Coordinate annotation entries
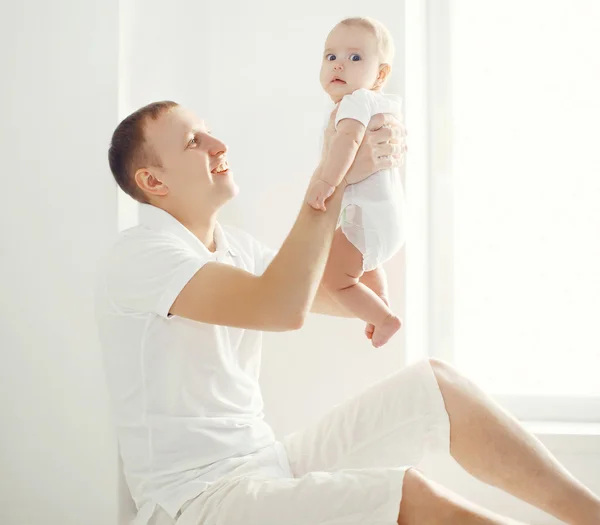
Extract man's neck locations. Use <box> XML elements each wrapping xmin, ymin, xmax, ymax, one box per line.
<box><xmin>171</xmin><ymin>205</ymin><xmax>217</xmax><ymax>252</ymax></box>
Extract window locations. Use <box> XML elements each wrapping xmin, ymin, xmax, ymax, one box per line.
<box><xmin>407</xmin><ymin>0</ymin><xmax>600</xmax><ymax>419</ymax></box>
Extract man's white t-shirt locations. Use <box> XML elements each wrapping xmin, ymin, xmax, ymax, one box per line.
<box><xmin>96</xmin><ymin>205</ymin><xmax>275</xmax><ymax>524</ymax></box>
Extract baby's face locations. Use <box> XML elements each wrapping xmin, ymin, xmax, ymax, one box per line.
<box><xmin>321</xmin><ymin>24</ymin><xmax>380</xmax><ymax>103</ymax></box>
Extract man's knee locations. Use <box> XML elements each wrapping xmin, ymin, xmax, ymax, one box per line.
<box><xmin>398</xmin><ymin>468</ymin><xmax>450</xmax><ymax>525</ymax></box>
<box><xmin>428</xmin><ymin>357</ymin><xmax>466</xmax><ymax>384</ymax></box>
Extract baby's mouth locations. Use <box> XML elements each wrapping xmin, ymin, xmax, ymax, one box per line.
<box><xmin>211</xmin><ymin>160</ymin><xmax>229</xmax><ymax>175</ymax></box>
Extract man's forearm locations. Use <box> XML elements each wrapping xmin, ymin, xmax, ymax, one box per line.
<box><xmin>262</xmin><ymin>172</ymin><xmax>345</xmax><ymax>324</ymax></box>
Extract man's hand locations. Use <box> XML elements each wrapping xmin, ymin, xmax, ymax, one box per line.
<box><xmin>342</xmin><ymin>114</ymin><xmax>408</xmax><ymax>184</ymax></box>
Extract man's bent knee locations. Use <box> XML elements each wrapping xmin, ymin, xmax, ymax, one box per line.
<box><xmin>398</xmin><ymin>468</ymin><xmax>448</xmax><ymax>525</ymax></box>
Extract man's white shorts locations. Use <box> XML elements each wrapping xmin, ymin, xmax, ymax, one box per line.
<box><xmin>150</xmin><ymin>361</ymin><xmax>450</xmax><ymax>525</ymax></box>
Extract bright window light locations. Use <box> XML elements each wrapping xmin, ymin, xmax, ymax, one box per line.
<box><xmin>450</xmin><ymin>0</ymin><xmax>600</xmax><ymax>396</ymax></box>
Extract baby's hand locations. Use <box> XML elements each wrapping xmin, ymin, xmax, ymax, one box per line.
<box><xmin>306</xmin><ymin>179</ymin><xmax>335</xmax><ymax>211</ymax></box>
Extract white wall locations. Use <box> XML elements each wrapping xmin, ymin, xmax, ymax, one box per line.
<box><xmin>0</xmin><ymin>0</ymin><xmax>118</xmax><ymax>525</ymax></box>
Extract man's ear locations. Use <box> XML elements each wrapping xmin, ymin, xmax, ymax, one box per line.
<box><xmin>373</xmin><ymin>64</ymin><xmax>392</xmax><ymax>89</ymax></box>
<box><xmin>134</xmin><ymin>168</ymin><xmax>169</xmax><ymax>197</ymax></box>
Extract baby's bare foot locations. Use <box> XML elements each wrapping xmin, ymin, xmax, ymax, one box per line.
<box><xmin>365</xmin><ymin>323</ymin><xmax>375</xmax><ymax>339</ymax></box>
<box><xmin>371</xmin><ymin>314</ymin><xmax>402</xmax><ymax>348</ymax></box>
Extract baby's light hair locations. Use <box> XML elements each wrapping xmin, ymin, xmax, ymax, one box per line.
<box><xmin>338</xmin><ymin>16</ymin><xmax>395</xmax><ymax>66</ymax></box>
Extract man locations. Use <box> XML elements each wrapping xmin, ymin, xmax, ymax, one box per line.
<box><xmin>97</xmin><ymin>102</ymin><xmax>600</xmax><ymax>525</ymax></box>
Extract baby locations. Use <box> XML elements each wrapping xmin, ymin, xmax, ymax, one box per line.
<box><xmin>307</xmin><ymin>18</ymin><xmax>404</xmax><ymax>348</ymax></box>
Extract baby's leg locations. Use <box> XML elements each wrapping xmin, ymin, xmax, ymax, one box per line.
<box><xmin>323</xmin><ymin>229</ymin><xmax>400</xmax><ymax>347</ymax></box>
<box><xmin>360</xmin><ymin>267</ymin><xmax>390</xmax><ymax>339</ymax></box>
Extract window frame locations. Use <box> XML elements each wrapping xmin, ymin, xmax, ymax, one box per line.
<box><xmin>405</xmin><ymin>0</ymin><xmax>600</xmax><ymax>422</ymax></box>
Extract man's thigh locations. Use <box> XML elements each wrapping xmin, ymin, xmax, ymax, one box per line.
<box><xmin>283</xmin><ymin>360</ymin><xmax>450</xmax><ymax>477</ymax></box>
<box><xmin>175</xmin><ymin>468</ymin><xmax>405</xmax><ymax>525</ymax></box>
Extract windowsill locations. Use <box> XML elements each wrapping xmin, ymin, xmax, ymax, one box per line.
<box><xmin>523</xmin><ymin>421</ymin><xmax>600</xmax><ymax>455</ymax></box>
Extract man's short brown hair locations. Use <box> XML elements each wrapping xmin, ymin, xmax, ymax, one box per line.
<box><xmin>108</xmin><ymin>100</ymin><xmax>179</xmax><ymax>203</ymax></box>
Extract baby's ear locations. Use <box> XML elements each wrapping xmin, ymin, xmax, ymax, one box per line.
<box><xmin>374</xmin><ymin>64</ymin><xmax>392</xmax><ymax>89</ymax></box>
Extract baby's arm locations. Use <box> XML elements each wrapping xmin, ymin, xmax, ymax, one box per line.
<box><xmin>307</xmin><ymin>118</ymin><xmax>365</xmax><ymax>210</ymax></box>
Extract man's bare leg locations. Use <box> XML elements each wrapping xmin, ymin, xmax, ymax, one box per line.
<box><xmin>431</xmin><ymin>359</ymin><xmax>600</xmax><ymax>525</ymax></box>
<box><xmin>398</xmin><ymin>469</ymin><xmax>523</xmax><ymax>525</ymax></box>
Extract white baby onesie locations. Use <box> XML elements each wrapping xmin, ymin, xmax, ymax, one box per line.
<box><xmin>335</xmin><ymin>89</ymin><xmax>405</xmax><ymax>272</ymax></box>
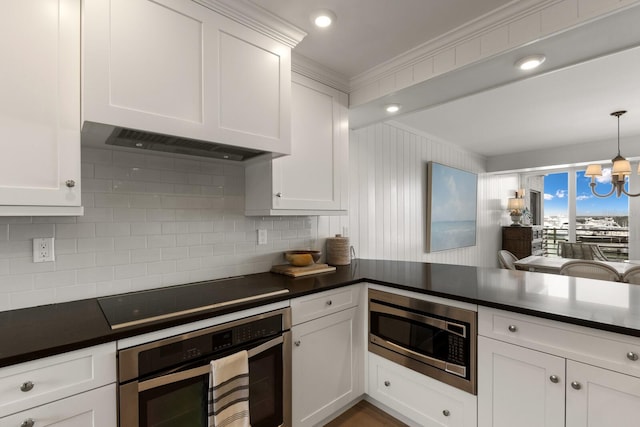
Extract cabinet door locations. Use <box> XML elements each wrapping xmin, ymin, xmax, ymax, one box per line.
<box><xmin>566</xmin><ymin>360</ymin><xmax>640</xmax><ymax>427</ymax></box>
<box><xmin>291</xmin><ymin>307</ymin><xmax>362</xmax><ymax>427</ymax></box>
<box><xmin>273</xmin><ymin>74</ymin><xmax>349</xmax><ymax>210</ymax></box>
<box><xmin>0</xmin><ymin>0</ymin><xmax>80</xmax><ymax>209</ymax></box>
<box><xmin>368</xmin><ymin>353</ymin><xmax>477</xmax><ymax>427</ymax></box>
<box><xmin>478</xmin><ymin>337</ymin><xmax>565</xmax><ymax>427</ymax></box>
<box><xmin>83</xmin><ymin>0</ymin><xmax>291</xmax><ymax>154</ymax></box>
<box><xmin>0</xmin><ymin>384</ymin><xmax>117</xmax><ymax>427</ymax></box>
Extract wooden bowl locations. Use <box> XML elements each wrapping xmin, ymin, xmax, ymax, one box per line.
<box><xmin>284</xmin><ymin>250</ymin><xmax>322</xmax><ymax>267</ymax></box>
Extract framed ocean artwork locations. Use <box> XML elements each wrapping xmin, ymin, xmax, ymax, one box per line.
<box><xmin>426</xmin><ymin>162</ymin><xmax>478</xmax><ymax>252</ymax></box>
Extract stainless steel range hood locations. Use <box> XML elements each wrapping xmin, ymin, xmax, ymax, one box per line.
<box><xmin>82</xmin><ymin>122</ymin><xmax>272</xmax><ymax>162</ymax></box>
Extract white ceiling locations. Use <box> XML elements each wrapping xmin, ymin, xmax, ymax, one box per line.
<box><xmin>250</xmin><ymin>0</ymin><xmax>640</xmax><ymax>157</ymax></box>
<box><xmin>250</xmin><ymin>0</ymin><xmax>511</xmax><ymax>78</ymax></box>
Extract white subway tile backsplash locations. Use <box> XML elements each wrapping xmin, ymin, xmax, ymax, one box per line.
<box><xmin>0</xmin><ymin>147</ymin><xmax>318</xmax><ymax>311</ymax></box>
<box><xmin>114</xmin><ymin>264</ymin><xmax>147</xmax><ymax>280</ymax></box>
<box><xmin>131</xmin><ymin>222</ymin><xmax>162</xmax><ymax>236</ymax></box>
<box><xmin>9</xmin><ymin>256</ymin><xmax>54</xmax><ymax>275</ymax></box>
<box><xmin>131</xmin><ymin>248</ymin><xmax>162</xmax><ymax>263</ymax></box>
<box><xmin>96</xmin><ymin>251</ymin><xmax>131</xmax><ymax>266</ymax></box>
<box><xmin>147</xmin><ymin>260</ymin><xmax>176</xmax><ymax>274</ymax></box>
<box><xmin>95</xmin><ymin>222</ymin><xmax>131</xmax><ymax>237</ymax></box>
<box><xmin>0</xmin><ymin>240</ymin><xmax>33</xmax><ymax>259</ymax></box>
<box><xmin>55</xmin><ymin>252</ymin><xmax>96</xmax><ymax>271</ymax></box>
<box><xmin>94</xmin><ymin>193</ymin><xmax>129</xmax><ymax>208</ymax></box>
<box><xmin>9</xmin><ymin>288</ymin><xmax>56</xmax><ymax>309</ymax></box>
<box><xmin>76</xmin><ymin>267</ymin><xmax>115</xmax><ymax>285</ymax></box>
<box><xmin>55</xmin><ymin>223</ymin><xmax>96</xmax><ymax>240</ymax></box>
<box><xmin>176</xmin><ymin>233</ymin><xmax>202</xmax><ymax>246</ymax></box>
<box><xmin>56</xmin><ymin>283</ymin><xmax>96</xmax><ymax>303</ymax></box>
<box><xmin>9</xmin><ymin>224</ymin><xmax>55</xmax><ymax>240</ymax></box>
<box><xmin>54</xmin><ymin>239</ymin><xmax>78</xmax><ymax>256</ymax></box>
<box><xmin>78</xmin><ymin>237</ymin><xmax>114</xmax><ymax>253</ymax></box>
<box><xmin>34</xmin><ymin>270</ymin><xmax>76</xmax><ymax>289</ymax></box>
<box><xmin>113</xmin><ymin>207</ymin><xmax>147</xmax><ymax>222</ymax></box>
<box><xmin>113</xmin><ymin>236</ymin><xmax>147</xmax><ymax>251</ymax></box>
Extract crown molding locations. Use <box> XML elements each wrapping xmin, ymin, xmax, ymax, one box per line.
<box><xmin>349</xmin><ymin>0</ymin><xmax>564</xmax><ymax>91</ymax></box>
<box><xmin>193</xmin><ymin>0</ymin><xmax>307</xmax><ymax>49</ymax></box>
<box><xmin>291</xmin><ymin>51</ymin><xmax>349</xmax><ymax>93</ymax></box>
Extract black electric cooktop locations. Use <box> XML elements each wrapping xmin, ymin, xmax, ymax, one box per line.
<box><xmin>98</xmin><ymin>277</ymin><xmax>289</xmax><ymax>329</ymax></box>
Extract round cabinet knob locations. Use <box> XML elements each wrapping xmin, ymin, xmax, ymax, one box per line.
<box><xmin>20</xmin><ymin>381</ymin><xmax>34</xmax><ymax>392</ymax></box>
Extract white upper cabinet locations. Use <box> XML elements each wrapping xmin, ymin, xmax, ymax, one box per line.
<box><xmin>0</xmin><ymin>0</ymin><xmax>82</xmax><ymax>215</ymax></box>
<box><xmin>82</xmin><ymin>0</ymin><xmax>291</xmax><ymax>155</ymax></box>
<box><xmin>245</xmin><ymin>73</ymin><xmax>349</xmax><ymax>215</ymax></box>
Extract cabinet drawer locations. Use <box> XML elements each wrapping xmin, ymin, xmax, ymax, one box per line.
<box><xmin>0</xmin><ymin>343</ymin><xmax>116</xmax><ymax>416</ymax></box>
<box><xmin>368</xmin><ymin>353</ymin><xmax>477</xmax><ymax>427</ymax></box>
<box><xmin>478</xmin><ymin>307</ymin><xmax>640</xmax><ymax>377</ymax></box>
<box><xmin>0</xmin><ymin>384</ymin><xmax>117</xmax><ymax>427</ymax></box>
<box><xmin>291</xmin><ymin>285</ymin><xmax>362</xmax><ymax>325</ymax></box>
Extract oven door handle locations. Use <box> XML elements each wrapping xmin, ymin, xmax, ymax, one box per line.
<box><xmin>138</xmin><ymin>335</ymin><xmax>284</xmax><ymax>392</ymax></box>
<box><xmin>369</xmin><ymin>301</ymin><xmax>467</xmax><ymax>338</ymax></box>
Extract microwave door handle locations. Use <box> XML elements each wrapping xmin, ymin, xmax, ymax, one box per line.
<box><xmin>370</xmin><ymin>302</ymin><xmax>447</xmax><ymax>331</ymax></box>
<box><xmin>138</xmin><ymin>336</ymin><xmax>284</xmax><ymax>392</ymax></box>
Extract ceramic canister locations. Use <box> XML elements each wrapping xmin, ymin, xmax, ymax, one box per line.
<box><xmin>327</xmin><ymin>234</ymin><xmax>351</xmax><ymax>265</ymax></box>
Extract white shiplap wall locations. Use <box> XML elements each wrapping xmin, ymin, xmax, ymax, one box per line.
<box><xmin>349</xmin><ymin>123</ymin><xmax>518</xmax><ymax>267</ymax></box>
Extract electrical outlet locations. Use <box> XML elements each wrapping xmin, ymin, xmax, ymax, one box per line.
<box><xmin>258</xmin><ymin>229</ymin><xmax>267</xmax><ymax>245</ymax></box>
<box><xmin>33</xmin><ymin>237</ymin><xmax>56</xmax><ymax>262</ymax></box>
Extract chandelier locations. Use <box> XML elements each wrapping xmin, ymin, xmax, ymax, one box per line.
<box><xmin>584</xmin><ymin>111</ymin><xmax>640</xmax><ymax>197</ymax></box>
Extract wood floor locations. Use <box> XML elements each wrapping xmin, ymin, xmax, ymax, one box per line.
<box><xmin>325</xmin><ymin>400</ymin><xmax>408</xmax><ymax>427</ymax></box>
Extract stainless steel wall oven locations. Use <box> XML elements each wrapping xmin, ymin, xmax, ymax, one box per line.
<box><xmin>118</xmin><ymin>308</ymin><xmax>291</xmax><ymax>427</ymax></box>
<box><xmin>369</xmin><ymin>289</ymin><xmax>477</xmax><ymax>394</ymax></box>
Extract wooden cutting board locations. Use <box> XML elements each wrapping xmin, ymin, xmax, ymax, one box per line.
<box><xmin>271</xmin><ymin>264</ymin><xmax>336</xmax><ymax>277</ymax></box>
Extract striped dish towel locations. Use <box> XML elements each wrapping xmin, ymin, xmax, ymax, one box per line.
<box><xmin>209</xmin><ymin>350</ymin><xmax>251</xmax><ymax>427</ymax></box>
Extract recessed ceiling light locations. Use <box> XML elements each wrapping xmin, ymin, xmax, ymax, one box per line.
<box><xmin>384</xmin><ymin>104</ymin><xmax>400</xmax><ymax>113</ymax></box>
<box><xmin>311</xmin><ymin>9</ymin><xmax>336</xmax><ymax>28</ymax></box>
<box><xmin>516</xmin><ymin>55</ymin><xmax>547</xmax><ymax>71</ymax></box>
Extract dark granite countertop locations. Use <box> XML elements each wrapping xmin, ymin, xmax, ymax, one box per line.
<box><xmin>0</xmin><ymin>260</ymin><xmax>640</xmax><ymax>366</ymax></box>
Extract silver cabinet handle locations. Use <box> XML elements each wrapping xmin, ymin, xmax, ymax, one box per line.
<box><xmin>20</xmin><ymin>381</ymin><xmax>34</xmax><ymax>393</ymax></box>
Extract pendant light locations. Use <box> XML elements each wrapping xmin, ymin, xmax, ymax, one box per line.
<box><xmin>584</xmin><ymin>110</ymin><xmax>640</xmax><ymax>198</ymax></box>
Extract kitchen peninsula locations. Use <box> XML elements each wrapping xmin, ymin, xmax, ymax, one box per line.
<box><xmin>0</xmin><ymin>259</ymin><xmax>640</xmax><ymax>426</ymax></box>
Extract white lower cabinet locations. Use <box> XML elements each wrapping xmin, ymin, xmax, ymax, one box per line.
<box><xmin>291</xmin><ymin>285</ymin><xmax>364</xmax><ymax>427</ymax></box>
<box><xmin>478</xmin><ymin>308</ymin><xmax>640</xmax><ymax>427</ymax></box>
<box><xmin>0</xmin><ymin>384</ymin><xmax>117</xmax><ymax>427</ymax></box>
<box><xmin>367</xmin><ymin>353</ymin><xmax>477</xmax><ymax>427</ymax></box>
<box><xmin>566</xmin><ymin>360</ymin><xmax>640</xmax><ymax>427</ymax></box>
<box><xmin>292</xmin><ymin>308</ymin><xmax>362</xmax><ymax>427</ymax></box>
<box><xmin>478</xmin><ymin>337</ymin><xmax>565</xmax><ymax>427</ymax></box>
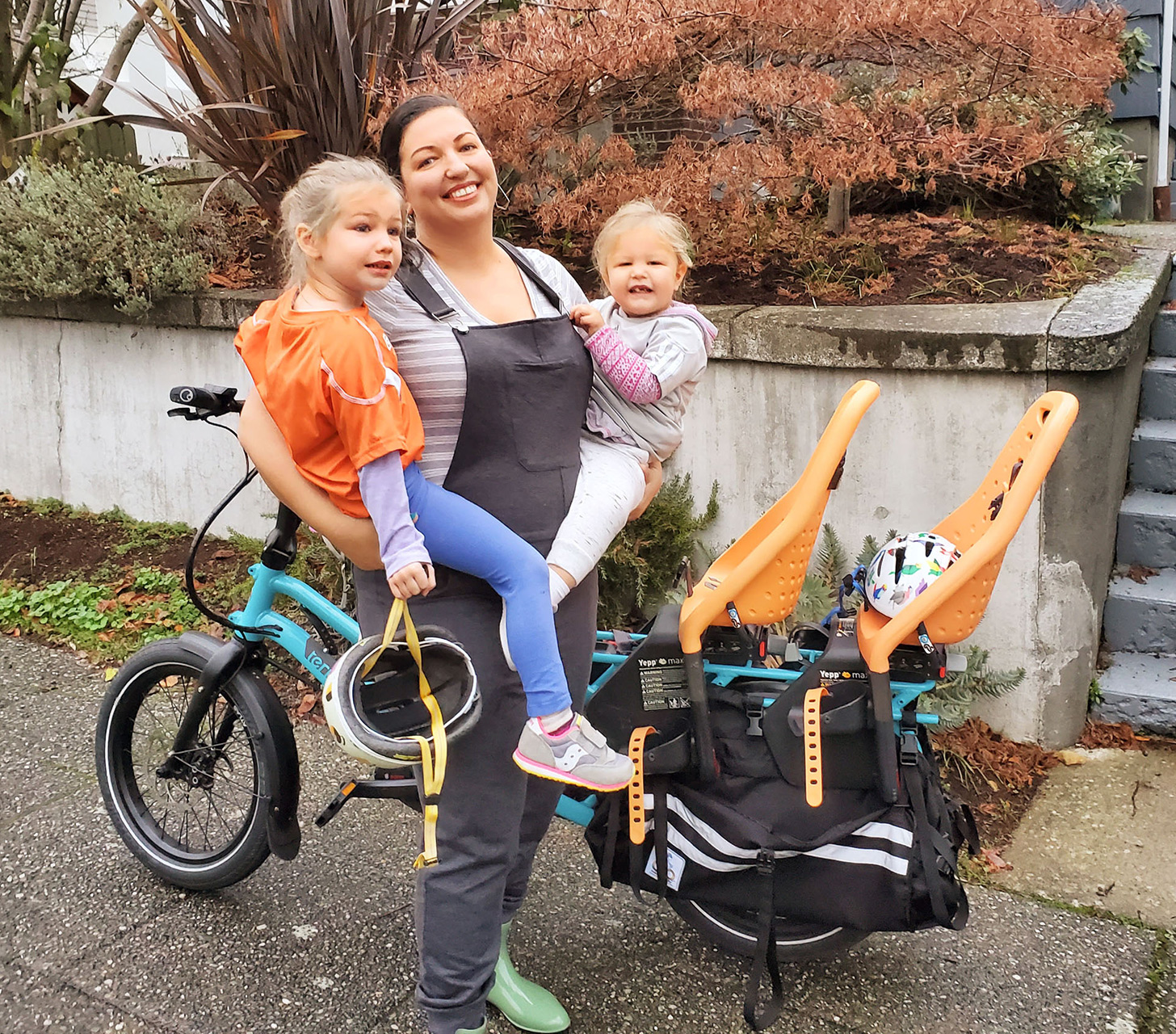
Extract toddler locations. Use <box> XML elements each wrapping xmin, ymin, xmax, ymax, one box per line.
<box><xmin>547</xmin><ymin>200</ymin><xmax>717</xmax><ymax>607</ymax></box>
<box><xmin>235</xmin><ymin>158</ymin><xmax>632</xmax><ymax>791</ymax></box>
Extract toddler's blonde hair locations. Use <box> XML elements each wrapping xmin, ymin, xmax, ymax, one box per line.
<box><xmin>279</xmin><ymin>155</ymin><xmax>405</xmax><ymax>287</ymax></box>
<box><xmin>591</xmin><ymin>198</ymin><xmax>694</xmax><ymax>280</ymax></box>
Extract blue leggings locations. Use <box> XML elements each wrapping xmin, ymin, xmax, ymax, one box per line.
<box><xmin>405</xmin><ymin>464</ymin><xmax>572</xmax><ymax>717</ymax></box>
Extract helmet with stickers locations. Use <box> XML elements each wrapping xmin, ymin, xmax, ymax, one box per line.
<box><xmin>866</xmin><ymin>532</ymin><xmax>962</xmax><ymax>618</ymax></box>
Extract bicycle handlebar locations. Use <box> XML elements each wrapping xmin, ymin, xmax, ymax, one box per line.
<box><xmin>167</xmin><ymin>385</ymin><xmax>245</xmax><ymax>420</ymax></box>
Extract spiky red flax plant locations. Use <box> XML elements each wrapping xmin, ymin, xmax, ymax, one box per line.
<box><xmin>148</xmin><ymin>0</ymin><xmax>483</xmax><ymax>212</ymax></box>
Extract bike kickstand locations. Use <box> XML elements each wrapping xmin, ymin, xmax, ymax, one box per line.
<box><xmin>314</xmin><ymin>768</ymin><xmax>418</xmax><ymax>827</ymax></box>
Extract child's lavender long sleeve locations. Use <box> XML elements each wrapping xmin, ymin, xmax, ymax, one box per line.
<box><xmin>360</xmin><ymin>452</ymin><xmax>431</xmax><ymax>578</ymax></box>
<box><xmin>585</xmin><ymin>326</ymin><xmax>662</xmax><ymax>406</ymax></box>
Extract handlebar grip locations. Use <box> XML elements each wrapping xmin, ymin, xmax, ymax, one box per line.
<box><xmin>168</xmin><ymin>385</ymin><xmax>245</xmax><ymax>418</ymax></box>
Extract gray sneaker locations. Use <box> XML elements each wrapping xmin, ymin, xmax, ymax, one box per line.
<box><xmin>514</xmin><ymin>714</ymin><xmax>634</xmax><ymax>792</ymax></box>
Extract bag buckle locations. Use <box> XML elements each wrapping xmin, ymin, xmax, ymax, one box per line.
<box><xmin>898</xmin><ymin>729</ymin><xmax>922</xmax><ymax>765</ymax></box>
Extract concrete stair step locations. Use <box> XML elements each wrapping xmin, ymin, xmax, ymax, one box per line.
<box><xmin>1128</xmin><ymin>420</ymin><xmax>1176</xmax><ymax>492</ymax></box>
<box><xmin>1093</xmin><ymin>653</ymin><xmax>1176</xmax><ymax>737</ymax></box>
<box><xmin>1115</xmin><ymin>488</ymin><xmax>1176</xmax><ymax>567</ymax></box>
<box><xmin>1103</xmin><ymin>567</ymin><xmax>1176</xmax><ymax>654</ymax></box>
<box><xmin>1140</xmin><ymin>355</ymin><xmax>1176</xmax><ymax>420</ymax></box>
<box><xmin>1151</xmin><ymin>308</ymin><xmax>1176</xmax><ymax>355</ymax></box>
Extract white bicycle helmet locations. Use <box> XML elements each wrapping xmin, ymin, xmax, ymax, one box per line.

CHALLENGE
Which rows above contain the word "bare"? Show each of them in full.

EXERCISE ANSWER
Extract baby's bare foot locations. Use <box> XML elements each wrapping xmin, ymin, xmax, ymax, one box per line.
Extract man's bare leg locations. Use <box> XML elements each wrapping xmin, ymin, xmax, ymax, one box per line.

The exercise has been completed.